*Task input*
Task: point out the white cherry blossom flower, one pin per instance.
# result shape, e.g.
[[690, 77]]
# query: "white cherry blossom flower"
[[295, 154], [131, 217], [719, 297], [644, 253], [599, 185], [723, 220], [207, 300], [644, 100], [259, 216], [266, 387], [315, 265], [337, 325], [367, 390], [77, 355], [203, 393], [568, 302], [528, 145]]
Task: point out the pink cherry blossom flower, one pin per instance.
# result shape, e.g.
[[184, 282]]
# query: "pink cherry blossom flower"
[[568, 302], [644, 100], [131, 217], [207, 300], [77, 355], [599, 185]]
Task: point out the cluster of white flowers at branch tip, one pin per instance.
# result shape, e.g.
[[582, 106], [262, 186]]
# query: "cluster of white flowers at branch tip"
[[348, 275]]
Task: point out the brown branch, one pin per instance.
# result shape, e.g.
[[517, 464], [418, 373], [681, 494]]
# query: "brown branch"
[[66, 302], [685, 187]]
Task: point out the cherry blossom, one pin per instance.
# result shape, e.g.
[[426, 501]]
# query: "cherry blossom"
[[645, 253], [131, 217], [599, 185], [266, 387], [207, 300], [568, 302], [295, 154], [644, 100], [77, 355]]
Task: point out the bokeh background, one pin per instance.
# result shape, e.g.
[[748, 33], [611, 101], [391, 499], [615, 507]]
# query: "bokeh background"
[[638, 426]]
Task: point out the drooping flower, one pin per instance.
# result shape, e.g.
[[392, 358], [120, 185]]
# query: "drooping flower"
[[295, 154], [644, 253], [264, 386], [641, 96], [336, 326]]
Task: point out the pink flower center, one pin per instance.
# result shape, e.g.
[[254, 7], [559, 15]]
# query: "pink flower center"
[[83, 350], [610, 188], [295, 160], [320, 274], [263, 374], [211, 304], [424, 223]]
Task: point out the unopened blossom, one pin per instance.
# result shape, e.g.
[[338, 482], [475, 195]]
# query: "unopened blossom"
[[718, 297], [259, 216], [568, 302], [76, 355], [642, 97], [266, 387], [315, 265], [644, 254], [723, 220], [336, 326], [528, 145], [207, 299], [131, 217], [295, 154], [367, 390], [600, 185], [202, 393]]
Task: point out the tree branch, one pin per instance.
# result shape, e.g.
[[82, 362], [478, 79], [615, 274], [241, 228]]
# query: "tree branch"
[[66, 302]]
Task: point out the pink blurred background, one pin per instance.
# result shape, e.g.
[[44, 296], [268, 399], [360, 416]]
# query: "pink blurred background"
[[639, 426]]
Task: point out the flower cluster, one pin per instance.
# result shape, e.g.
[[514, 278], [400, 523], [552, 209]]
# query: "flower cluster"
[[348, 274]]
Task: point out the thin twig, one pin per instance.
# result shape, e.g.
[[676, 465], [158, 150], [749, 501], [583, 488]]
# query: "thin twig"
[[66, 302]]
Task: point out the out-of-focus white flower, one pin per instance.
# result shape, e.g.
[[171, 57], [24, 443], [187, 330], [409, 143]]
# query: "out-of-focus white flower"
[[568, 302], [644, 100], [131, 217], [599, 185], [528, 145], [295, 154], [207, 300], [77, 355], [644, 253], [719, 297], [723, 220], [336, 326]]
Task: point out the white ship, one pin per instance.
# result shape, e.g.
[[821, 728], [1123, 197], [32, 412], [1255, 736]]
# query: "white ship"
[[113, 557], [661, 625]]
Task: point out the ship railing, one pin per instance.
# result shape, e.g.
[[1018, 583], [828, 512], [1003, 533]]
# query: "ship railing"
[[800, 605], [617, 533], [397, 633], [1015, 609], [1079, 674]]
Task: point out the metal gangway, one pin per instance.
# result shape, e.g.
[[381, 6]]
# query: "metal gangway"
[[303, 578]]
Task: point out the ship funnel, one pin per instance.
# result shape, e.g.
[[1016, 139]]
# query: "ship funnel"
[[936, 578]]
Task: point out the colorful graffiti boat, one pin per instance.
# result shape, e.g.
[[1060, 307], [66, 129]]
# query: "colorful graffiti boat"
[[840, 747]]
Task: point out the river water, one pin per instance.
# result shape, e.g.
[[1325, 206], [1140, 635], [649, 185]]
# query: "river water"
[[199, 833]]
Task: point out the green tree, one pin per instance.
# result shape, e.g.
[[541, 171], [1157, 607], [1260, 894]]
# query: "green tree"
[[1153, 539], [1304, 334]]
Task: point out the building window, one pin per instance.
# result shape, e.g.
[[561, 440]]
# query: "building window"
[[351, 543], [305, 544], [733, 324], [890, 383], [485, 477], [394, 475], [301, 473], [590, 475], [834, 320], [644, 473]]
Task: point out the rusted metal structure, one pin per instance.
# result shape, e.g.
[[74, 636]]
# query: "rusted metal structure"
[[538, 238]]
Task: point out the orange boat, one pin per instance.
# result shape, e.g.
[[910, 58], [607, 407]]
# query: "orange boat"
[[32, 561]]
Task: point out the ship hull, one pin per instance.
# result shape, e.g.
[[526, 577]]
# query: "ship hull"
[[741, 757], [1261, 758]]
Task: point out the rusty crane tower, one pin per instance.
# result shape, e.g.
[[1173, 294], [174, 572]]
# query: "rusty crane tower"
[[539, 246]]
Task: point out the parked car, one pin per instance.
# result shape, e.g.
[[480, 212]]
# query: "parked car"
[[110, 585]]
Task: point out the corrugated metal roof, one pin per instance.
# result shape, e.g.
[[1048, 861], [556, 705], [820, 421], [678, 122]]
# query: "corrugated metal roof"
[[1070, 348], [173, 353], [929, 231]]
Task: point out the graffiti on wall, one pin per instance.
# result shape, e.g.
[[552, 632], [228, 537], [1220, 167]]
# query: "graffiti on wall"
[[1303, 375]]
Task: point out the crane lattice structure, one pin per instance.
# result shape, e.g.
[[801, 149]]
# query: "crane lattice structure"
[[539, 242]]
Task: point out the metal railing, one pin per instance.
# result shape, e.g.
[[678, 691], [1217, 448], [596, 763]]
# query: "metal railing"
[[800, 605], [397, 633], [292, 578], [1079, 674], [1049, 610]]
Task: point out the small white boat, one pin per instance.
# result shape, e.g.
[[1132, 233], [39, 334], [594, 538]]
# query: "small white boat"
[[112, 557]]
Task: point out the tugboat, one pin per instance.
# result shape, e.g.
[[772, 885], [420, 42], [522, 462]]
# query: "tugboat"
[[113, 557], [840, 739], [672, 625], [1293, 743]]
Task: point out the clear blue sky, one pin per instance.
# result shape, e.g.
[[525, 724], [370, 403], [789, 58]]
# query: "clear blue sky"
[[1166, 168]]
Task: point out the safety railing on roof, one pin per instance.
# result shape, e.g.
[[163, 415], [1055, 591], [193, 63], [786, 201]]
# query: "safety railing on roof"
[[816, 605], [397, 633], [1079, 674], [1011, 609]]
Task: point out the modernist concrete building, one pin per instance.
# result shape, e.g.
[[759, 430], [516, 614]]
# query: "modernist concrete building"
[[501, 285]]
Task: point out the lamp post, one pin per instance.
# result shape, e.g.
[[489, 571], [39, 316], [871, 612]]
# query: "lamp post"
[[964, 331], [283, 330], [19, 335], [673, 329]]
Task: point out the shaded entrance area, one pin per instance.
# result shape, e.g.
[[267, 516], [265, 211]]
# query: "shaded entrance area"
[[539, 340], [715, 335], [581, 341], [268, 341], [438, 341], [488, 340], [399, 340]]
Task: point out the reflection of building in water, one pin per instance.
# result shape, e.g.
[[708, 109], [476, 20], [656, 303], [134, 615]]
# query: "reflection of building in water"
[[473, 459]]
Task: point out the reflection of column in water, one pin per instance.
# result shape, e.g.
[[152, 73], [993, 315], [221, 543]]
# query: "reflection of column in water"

*What needs to be done*
From the entries above, give again exactly the lines running from the line with "Task: point out the corrugated" to the line with "Task: point out the safety"; include both of those lines.

*Task answer*
Task: point out the corrugated metal roof, one pin per instance.
# result shape, e.g.
[[1048, 861], [556, 705], [820, 421], [678, 122]]
# query: "corrugated metal roof"
[[1070, 348], [173, 353], [929, 231]]
Task: point out the graffiti on wall, one pin per instance.
# result shape, e.g.
[[552, 632], [228, 537], [1220, 167]]
# query: "graffiti on wall"
[[1303, 375]]
Task: point out the crane lattice structure, one pin per instance.
# result shape, e.g.
[[801, 149]]
# query: "crane lattice structure"
[[539, 242]]
Task: point out the metal railing, one pin per instance.
# result shape, e.g.
[[678, 691], [1217, 448], [596, 763]]
# query: "metal railing"
[[800, 605], [397, 633], [292, 578], [1079, 674], [1049, 610]]
Task: point out the small white boat, one pin per instance.
# result shape, e.g.
[[1132, 233], [39, 334], [594, 538]]
# query: "small white boat"
[[112, 557]]
Task: point out the tugboat, one pin per instance.
# result shape, e.g.
[[772, 885], [420, 42], [522, 462]]
# query: "tugboat"
[[113, 557], [840, 739], [672, 625], [1293, 743]]
Task: point out the clear blue sky, one pin per instance.
# result shape, e.g.
[[525, 724], [370, 403], [789, 58]]
# query: "clear blue sky"
[[1166, 168]]
Task: point out the safety railing on roof, one pin per instance.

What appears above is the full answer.